- [Task description] Some lines in the material below hold the word "headlight". Copy all of them.

- [Available data]

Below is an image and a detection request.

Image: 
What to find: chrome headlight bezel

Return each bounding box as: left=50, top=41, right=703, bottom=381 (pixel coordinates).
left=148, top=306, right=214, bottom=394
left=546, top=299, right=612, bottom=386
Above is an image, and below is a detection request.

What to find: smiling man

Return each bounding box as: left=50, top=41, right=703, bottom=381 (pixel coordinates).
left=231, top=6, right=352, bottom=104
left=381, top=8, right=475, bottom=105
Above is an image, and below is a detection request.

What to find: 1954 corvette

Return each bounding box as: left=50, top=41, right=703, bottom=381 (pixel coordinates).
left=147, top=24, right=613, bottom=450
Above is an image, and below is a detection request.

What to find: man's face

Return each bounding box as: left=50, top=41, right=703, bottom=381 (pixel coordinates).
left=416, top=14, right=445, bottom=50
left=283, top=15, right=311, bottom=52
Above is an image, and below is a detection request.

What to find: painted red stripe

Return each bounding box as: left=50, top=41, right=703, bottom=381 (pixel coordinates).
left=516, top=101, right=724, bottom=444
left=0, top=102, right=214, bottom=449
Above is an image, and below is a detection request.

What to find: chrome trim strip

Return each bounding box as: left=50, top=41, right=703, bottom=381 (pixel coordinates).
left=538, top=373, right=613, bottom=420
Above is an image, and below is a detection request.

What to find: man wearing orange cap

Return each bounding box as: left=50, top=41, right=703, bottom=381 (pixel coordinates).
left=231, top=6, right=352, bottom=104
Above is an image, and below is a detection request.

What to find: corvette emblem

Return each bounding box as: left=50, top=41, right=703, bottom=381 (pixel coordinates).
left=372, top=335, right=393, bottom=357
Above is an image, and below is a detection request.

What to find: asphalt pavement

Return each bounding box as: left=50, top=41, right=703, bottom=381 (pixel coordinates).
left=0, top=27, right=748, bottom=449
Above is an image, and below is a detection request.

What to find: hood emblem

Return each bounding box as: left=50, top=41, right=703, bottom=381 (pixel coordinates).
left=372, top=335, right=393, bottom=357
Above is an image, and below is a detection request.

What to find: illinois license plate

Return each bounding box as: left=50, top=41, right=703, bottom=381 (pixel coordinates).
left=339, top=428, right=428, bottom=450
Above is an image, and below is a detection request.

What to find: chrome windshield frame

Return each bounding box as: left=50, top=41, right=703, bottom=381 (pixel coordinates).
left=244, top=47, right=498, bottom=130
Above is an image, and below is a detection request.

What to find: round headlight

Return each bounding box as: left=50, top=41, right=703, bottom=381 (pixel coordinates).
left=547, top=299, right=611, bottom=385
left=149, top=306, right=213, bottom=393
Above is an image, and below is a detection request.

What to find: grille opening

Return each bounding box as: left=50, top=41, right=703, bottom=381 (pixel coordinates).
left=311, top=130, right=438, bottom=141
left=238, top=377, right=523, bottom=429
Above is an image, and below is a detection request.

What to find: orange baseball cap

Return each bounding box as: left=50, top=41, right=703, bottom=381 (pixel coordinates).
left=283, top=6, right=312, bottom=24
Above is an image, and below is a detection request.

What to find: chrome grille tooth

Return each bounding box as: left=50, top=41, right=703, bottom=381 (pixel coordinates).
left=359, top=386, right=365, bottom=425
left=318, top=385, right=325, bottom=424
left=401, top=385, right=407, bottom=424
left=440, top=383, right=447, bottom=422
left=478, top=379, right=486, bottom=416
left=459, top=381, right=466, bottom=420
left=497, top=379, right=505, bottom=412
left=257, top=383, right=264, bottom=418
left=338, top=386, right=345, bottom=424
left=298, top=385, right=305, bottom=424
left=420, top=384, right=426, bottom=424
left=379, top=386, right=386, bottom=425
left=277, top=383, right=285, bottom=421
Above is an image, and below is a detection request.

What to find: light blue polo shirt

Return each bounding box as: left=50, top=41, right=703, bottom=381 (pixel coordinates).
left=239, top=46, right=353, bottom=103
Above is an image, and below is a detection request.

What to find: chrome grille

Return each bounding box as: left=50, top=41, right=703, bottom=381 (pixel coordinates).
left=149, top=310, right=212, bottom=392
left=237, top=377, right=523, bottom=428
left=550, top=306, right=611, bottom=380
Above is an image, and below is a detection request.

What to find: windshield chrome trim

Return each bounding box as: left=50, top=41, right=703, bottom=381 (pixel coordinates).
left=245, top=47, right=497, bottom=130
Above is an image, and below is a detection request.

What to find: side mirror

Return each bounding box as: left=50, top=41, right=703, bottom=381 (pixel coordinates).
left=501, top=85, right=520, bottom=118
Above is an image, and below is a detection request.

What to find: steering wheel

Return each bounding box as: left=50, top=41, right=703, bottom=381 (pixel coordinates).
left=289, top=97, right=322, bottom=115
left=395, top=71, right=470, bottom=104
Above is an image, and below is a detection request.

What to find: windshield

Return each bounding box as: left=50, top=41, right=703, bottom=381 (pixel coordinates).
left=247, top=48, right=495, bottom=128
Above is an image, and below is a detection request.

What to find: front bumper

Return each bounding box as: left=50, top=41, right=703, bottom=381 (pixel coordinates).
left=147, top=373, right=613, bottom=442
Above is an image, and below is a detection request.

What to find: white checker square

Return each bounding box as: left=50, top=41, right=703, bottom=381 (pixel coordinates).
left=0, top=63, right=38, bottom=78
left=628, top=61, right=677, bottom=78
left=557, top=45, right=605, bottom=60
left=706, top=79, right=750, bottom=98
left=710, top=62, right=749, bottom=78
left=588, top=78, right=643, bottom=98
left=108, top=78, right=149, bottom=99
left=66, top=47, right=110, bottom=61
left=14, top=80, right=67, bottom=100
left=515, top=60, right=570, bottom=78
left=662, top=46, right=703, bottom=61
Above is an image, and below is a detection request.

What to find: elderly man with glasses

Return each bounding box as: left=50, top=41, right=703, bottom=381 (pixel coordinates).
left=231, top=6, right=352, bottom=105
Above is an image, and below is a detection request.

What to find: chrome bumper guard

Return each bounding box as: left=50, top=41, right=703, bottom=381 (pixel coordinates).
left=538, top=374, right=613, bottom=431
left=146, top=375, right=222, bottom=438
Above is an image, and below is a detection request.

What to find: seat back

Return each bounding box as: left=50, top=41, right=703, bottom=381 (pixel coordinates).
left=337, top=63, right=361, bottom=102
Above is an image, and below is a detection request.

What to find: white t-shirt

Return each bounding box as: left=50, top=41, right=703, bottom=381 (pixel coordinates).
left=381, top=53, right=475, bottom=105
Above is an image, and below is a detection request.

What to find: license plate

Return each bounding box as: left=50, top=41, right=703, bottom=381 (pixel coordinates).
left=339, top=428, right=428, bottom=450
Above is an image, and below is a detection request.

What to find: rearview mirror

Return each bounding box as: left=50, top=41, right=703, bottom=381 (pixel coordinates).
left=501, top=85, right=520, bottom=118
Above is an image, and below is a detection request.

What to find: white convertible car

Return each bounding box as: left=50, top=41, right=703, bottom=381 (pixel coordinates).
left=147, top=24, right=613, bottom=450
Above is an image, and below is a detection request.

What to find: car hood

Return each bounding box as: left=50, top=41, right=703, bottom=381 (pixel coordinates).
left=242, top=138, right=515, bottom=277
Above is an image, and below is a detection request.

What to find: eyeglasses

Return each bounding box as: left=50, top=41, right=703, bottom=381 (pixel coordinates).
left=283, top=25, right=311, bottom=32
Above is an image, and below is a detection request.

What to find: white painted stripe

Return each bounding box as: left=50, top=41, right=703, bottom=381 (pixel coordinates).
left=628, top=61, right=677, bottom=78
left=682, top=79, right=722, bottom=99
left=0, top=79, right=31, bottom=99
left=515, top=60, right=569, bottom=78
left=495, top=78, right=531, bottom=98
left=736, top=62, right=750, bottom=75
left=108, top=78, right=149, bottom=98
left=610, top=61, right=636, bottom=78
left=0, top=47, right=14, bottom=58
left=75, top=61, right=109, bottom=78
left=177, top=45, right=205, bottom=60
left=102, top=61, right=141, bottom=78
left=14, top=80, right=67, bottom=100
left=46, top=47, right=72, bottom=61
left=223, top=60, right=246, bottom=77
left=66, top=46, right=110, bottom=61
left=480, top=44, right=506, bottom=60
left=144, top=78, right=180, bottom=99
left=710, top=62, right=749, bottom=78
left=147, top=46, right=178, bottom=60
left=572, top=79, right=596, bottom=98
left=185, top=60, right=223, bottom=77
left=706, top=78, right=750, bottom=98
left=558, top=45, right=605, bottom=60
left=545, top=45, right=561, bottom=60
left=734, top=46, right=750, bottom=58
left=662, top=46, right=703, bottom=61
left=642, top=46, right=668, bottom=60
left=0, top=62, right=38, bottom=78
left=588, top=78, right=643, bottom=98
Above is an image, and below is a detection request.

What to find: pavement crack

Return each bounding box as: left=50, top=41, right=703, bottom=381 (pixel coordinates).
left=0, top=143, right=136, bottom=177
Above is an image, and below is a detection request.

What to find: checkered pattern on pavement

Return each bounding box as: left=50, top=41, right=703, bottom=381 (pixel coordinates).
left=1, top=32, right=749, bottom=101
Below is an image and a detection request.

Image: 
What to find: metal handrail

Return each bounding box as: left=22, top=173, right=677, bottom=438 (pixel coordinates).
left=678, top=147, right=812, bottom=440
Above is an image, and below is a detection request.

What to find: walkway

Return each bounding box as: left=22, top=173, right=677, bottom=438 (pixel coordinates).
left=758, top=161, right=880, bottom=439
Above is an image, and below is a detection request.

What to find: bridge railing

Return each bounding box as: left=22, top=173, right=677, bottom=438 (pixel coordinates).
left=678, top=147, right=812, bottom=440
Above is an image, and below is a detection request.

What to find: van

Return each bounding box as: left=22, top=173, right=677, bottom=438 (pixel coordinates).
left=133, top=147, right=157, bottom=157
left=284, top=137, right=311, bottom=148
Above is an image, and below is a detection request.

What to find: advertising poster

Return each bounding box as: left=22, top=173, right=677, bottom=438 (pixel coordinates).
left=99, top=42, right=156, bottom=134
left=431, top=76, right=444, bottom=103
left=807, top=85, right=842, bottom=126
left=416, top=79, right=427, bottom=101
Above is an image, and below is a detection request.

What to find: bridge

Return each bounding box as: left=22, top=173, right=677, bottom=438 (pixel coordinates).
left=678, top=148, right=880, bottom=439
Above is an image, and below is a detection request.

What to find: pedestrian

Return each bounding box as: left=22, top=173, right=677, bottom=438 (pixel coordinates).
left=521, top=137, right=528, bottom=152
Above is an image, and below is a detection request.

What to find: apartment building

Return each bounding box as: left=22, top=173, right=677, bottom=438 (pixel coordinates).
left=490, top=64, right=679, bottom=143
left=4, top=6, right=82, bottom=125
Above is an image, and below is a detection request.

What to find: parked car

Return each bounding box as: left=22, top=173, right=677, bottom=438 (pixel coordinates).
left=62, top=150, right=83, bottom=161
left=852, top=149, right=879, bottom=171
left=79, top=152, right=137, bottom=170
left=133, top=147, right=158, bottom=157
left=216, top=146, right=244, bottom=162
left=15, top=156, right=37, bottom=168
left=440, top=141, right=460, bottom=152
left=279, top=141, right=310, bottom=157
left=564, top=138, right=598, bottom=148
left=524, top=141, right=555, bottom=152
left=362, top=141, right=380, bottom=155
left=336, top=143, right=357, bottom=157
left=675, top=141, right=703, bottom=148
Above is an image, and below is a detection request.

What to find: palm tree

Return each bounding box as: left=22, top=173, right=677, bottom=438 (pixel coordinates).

- [Your solution]
What to find: chrome headlight bezel
What to find: round headlight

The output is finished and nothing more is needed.